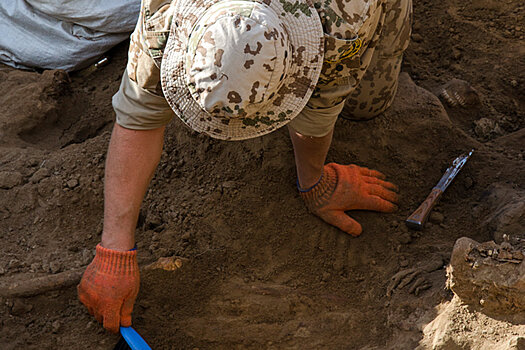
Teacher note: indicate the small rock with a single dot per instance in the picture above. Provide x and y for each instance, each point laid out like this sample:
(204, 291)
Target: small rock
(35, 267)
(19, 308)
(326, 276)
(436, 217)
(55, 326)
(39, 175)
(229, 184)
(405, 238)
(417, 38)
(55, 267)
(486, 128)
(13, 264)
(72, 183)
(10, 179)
----------------
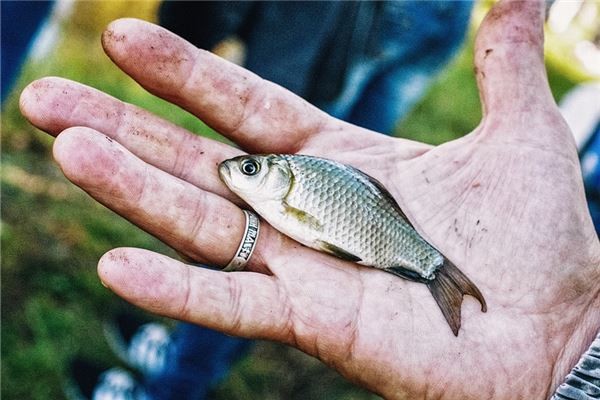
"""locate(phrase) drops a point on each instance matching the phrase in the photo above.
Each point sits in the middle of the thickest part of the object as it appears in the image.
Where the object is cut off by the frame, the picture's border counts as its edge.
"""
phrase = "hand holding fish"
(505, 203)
----------------
**Exercise task**
List every line of the material that contains the word "above".

**Output of the exercise**
Teacher note: indicate the small rock with a single dot per instance in the picture above. Provide x and y for each instance, each point laid out like this sample:
"""locate(phrase) drops a point on each instance matching the phrase in the photo above.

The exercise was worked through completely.